Direction: Return every one of the records below line for line and unchanged, leaving out the pictures.

Excerpts from the pointing dataset:
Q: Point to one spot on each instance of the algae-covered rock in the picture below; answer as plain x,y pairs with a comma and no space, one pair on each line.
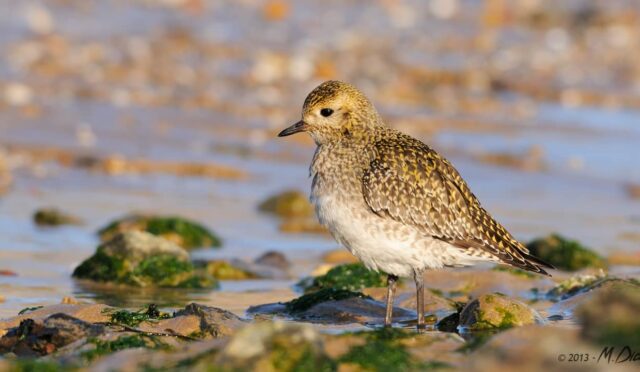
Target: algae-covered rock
187,234
288,204
574,285
496,311
54,217
565,254
514,271
610,317
143,260
275,346
386,349
102,347
214,322
306,301
31,338
351,277
224,270
335,306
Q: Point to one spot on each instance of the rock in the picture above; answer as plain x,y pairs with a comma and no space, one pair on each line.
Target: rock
54,217
434,302
224,270
214,322
514,271
275,346
32,337
332,306
287,204
351,277
183,232
610,316
339,256
565,254
140,259
574,285
128,318
274,259
625,258
533,348
90,313
116,342
496,311
392,349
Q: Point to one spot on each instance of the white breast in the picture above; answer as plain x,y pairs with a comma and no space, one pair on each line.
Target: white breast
380,243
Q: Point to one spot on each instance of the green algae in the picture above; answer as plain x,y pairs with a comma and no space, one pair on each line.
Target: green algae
105,347
565,254
574,285
291,356
495,311
351,277
163,270
307,301
37,365
134,318
186,233
287,204
225,271
514,271
383,351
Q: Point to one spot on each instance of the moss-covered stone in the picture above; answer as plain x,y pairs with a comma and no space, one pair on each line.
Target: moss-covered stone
105,347
514,271
611,318
223,270
350,277
134,318
496,311
143,260
565,254
35,365
54,217
288,204
306,301
574,285
187,234
384,350
276,346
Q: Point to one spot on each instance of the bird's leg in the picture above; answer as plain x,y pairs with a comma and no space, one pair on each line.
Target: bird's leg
419,279
392,281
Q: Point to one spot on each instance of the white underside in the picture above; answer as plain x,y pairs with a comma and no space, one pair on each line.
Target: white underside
383,244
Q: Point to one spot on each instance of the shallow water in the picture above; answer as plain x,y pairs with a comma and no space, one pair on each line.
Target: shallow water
590,150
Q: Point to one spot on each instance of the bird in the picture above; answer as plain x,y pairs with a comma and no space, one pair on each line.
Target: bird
394,202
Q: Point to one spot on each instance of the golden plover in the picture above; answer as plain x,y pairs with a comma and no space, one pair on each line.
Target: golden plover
393,201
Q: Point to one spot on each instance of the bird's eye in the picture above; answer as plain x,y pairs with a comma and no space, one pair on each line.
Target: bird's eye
326,112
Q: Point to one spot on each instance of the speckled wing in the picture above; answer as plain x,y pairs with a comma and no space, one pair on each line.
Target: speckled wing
411,183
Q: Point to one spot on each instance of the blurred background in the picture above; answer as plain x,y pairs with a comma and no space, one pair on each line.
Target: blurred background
172,106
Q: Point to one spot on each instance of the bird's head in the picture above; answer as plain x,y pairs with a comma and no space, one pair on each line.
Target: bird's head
335,111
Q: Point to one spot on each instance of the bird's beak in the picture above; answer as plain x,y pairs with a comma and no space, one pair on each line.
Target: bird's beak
300,126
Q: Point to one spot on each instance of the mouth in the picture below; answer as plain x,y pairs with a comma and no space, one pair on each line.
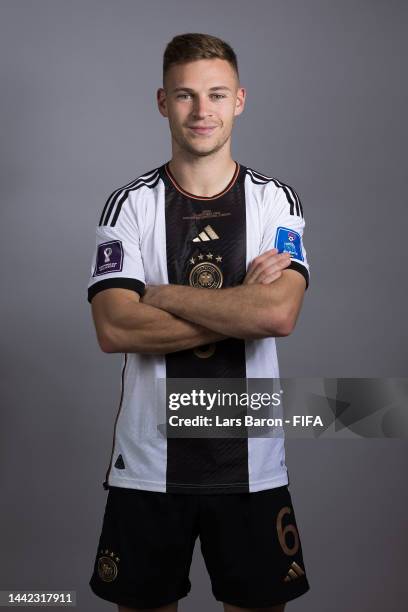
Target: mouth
203,130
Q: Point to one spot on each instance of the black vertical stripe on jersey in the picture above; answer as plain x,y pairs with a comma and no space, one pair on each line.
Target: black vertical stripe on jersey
207,465
119,196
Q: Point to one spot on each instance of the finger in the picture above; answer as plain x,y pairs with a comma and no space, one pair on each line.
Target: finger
276,262
270,278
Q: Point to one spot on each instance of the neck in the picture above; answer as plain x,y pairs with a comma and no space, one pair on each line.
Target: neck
202,176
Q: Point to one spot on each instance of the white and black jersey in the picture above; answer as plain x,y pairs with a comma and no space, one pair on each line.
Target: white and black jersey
151,231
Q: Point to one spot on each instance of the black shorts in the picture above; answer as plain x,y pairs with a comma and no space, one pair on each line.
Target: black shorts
249,541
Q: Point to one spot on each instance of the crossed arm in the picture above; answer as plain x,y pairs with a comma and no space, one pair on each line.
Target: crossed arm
171,318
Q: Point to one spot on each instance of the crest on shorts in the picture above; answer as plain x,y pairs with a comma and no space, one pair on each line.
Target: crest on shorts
107,565
206,274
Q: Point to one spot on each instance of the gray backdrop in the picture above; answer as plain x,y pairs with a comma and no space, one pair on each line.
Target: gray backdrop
326,106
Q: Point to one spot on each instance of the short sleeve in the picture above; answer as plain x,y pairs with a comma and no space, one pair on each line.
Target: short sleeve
284,225
117,259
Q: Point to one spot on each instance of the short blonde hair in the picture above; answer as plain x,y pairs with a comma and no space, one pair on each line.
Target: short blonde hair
194,46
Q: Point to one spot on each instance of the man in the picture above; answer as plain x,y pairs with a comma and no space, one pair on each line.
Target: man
199,265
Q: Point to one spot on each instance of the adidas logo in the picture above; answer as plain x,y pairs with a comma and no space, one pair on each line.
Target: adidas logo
295,571
207,234
120,464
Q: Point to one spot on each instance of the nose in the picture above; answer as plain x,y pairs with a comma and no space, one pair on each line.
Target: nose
201,107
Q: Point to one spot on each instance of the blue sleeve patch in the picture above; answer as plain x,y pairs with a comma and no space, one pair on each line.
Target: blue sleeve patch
290,241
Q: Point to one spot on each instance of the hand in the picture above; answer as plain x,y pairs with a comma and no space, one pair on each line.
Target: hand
267,268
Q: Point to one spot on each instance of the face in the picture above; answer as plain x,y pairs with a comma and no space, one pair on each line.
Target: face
201,100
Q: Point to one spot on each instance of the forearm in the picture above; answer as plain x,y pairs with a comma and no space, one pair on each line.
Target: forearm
246,311
141,328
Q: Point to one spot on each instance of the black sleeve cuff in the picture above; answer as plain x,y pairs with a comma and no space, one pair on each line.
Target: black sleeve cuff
120,282
294,265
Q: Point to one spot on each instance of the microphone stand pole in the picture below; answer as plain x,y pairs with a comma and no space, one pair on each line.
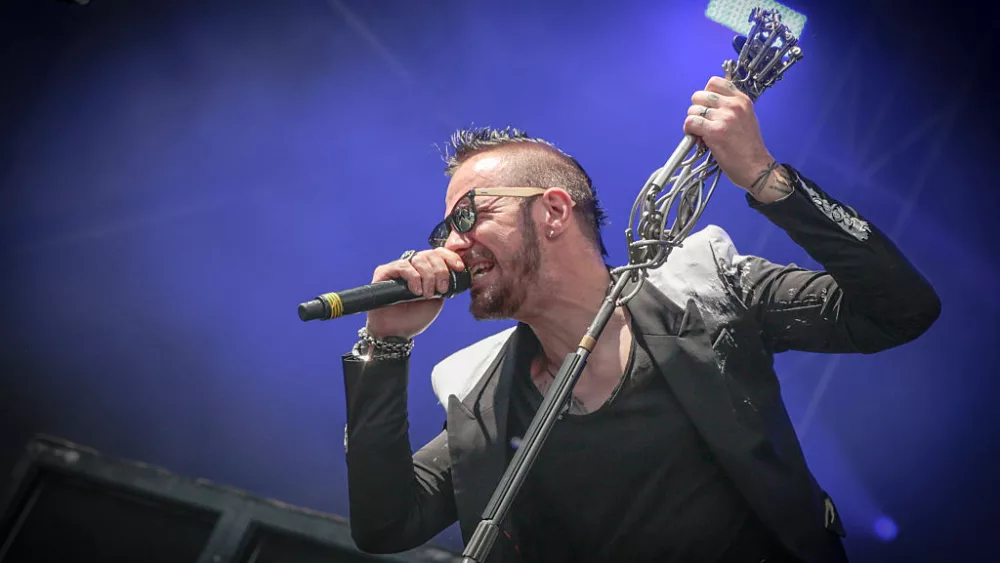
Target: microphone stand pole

Correct output:
Q: Point to one spot on each instance of the algae-covered rock in the picture below; answer as plain x,y pairs with a comma and no space, one pair on each line.
Target: algae-covered rock
187,234
288,204
574,285
496,311
54,217
565,254
514,271
610,317
143,260
275,346
386,349
102,347
214,322
306,301
31,338
351,277
224,270
335,306
Q: Point to one spot on each instance of the rock in the picture above; answer as plain x,y pairs with a comma and no space, one pair on each line.
Target: rock
54,217
434,302
224,270
214,322
514,271
275,346
32,337
332,306
287,204
351,277
183,232
610,316
339,256
565,254
140,259
574,285
128,318
274,259
625,258
533,348
90,313
116,342
496,311
392,349
Q: Point to one spot on each instance of the white breast in the picture above; answer as plain x,y pairs with a comma and no space, one pair on each line.
Target: white breast
380,243
Q: Point to one spot on each instance of the green algae in the picture above; answer as plain x,y pairs with a comma and no space, one pair on each line.
Target: green algae
105,347
565,254
574,285
291,356
495,311
351,277
163,270
307,301
37,365
134,318
186,233
287,204
225,271
514,271
383,351
Q: Point to one spot on each instance of the moss-covered stone in the picture above; answer as plain x,y pairs with a comma and no space, one pair on each line.
Target: moss-covered stone
105,347
514,271
611,318
223,270
350,277
134,318
496,311
143,260
565,254
35,365
54,217
288,204
306,301
574,285
187,234
384,350
276,346
Q: Point to one spot on each instance of the bird's leg in the picture above; answer as plain x,y pairs with a comma and no space, one pair on each line.
Target: bird's leg
419,279
392,281
Q: Point to one spot on each instance of the white underside in the picture above; answer as plain x,y pairs with a comma and no space, one pair on each line.
Target: white underside
383,244
Q: Point to one spot on each instance of the shallow water in the picture above; answer as plain x,y pairs with a comma and no space, one pair on each line.
Target: shallow water
590,150
Q: Point to one spot on each instance of the bird in the picture above; answer as plain x,y pairs with a comma and no space, one pair on each line.
Target: bird
394,202
Q: Point to one spot on each instance of the golden plover in the picture above; answer as plain x,y pairs with a comma and no space, one pair on each line.
Target: golden plover
393,201
Q: Point to one spot on each instance of the bird's eye in the picture above; answer as plain x,y pairs with a comma and no space, one pair on each line.
Target: bird's eye
326,112
Q: Point to one spot on each instance of the speckled wing in the picture above; answer as plain x,y pairs with a comma and no space, one pair on each line.
Target: speckled wing
411,183
Q: Point to one spot on each instance of the blurred background in the picture above; answer as plain x,y pairs with a comma and no space, one pair on each line.
Target: blurred background
172,106
Q: Point to one spot on each instance of the bird's head in the picture above; answer as plain x,y pairs with a comma and no space, one pair on each line.
Target: bird's head
335,111
Q: Point to one spot on each instance of the bird's beak in the picture above; answer as plain x,y pairs with a comma and no space, one pair on each line.
Target: bird's beak
300,126
Q: Point to one spot on each instance of the mouth in the picture below; answer as plain x,y pairs with a comma and no space, one pair on each line.
Target: mouth
203,130
Q: Point to one spot on each instance of the black vertical stripe on jersey in the picture above; answer as plain x,y pairs with a comma and no space, one pair on each line.
Target: black vertical stripe on jersey
207,465
119,196
Q: Point to one spot on each instance of the finger in the picture above; answer as plain x,y pairs with a comma and no space, one pair on each line.
Target: finger
276,262
270,278
Q: Point to one spot on each instance of the neck in the picture above; answer as plain x,y pairs with a comma and no space, one pair on each line.
Target: neck
202,176
Q: Point to one spot on each instance of the white and black jersey in the picture above; answer as plain x,y pairs with a comma and no space, one pair on each line.
Target: white and black jersey
151,231
Q: Point to one spot on each instance of the black shorts in the picture above; answer as plain x,y pairs with a comma and no space, one pair on each line.
Target: black shorts
249,541
Q: Point to one spot on each instance of the crossed arm in the picture above; answer as plain x,y pairs with a comma and no space, one pair on each line.
Target: crossed arm
171,318
Q: Point to one spot on each instance of the crest on shorts in the picture above; answer as plain x,y pairs with a comma and no space, one pair on each line.
Target: crest on shorts
107,565
206,274
Q: Point to one spot on each instance of the gray backdrop in the picture above; answer as plain x,y pairs with a comma and no space, one pair on each line.
Target: gray backdrop
326,106
Q: Point to one spot on each instance of the short sleeve in the picture above; answer as plain x,y pairs with a comma and no space, one pair on each line.
Target: short sleeve
284,225
117,259
Q: Point to one spot on each instance of the short blonde hair in the picture above; answer as plain x,y pairs with a comma and no space, one pair on each line.
Target: short blonde hair
194,46
Q: Point to one spot on each instance of the man in the picture above; answer as plain x,y pairs with a comma and no space, one pair on each line.
Target: man
199,265
Q: Point to one spot on each instance of the adidas logo in the picture above; answer as plain x,y pairs with a comma and no space, one pair on each line.
Target: adidas logo
295,571
207,234
120,464
Q: Point to one spot on each instance of the nose in the picture above; answer as plain x,y pairs with a comma and no space, one pair on each line.
Target: nose
201,107
Q: Point to one spot on each instance of the blue sleeve patch in the picture above; answer as plain x,y pairs with a comma and no space, one pair on each line.
Target: blue sleeve patch
290,241
Q: Point to one spot on each instance of the hand in the picture above; answer as plain x,y pairs with a comma and no space, one pair on each line.
Target: hand
267,268
Q: Point to one spot on each instance of the face in the picture above; answer as plain x,y pairs with a comma and no space, one pair on each line.
Target: face
201,100
Q: Point to one spot on each instance of the forearm in the picture above; answer as plain x,y pairs with a comma and no space, one pair on each line.
Target: forearm
246,311
141,328
Q: Point to one spot on each instance of the black sleeve cuff in the picture above; answer as plain x,y pairs with a comma and no space, one pair on each line.
Target: black sleeve cuff
120,282
294,265
Q: Point to one spot on each instance of the microphone stand pole in the picture below; answer as plain x,y pairs with a comma and no space, one pair on each line.
Target: microphone stand pole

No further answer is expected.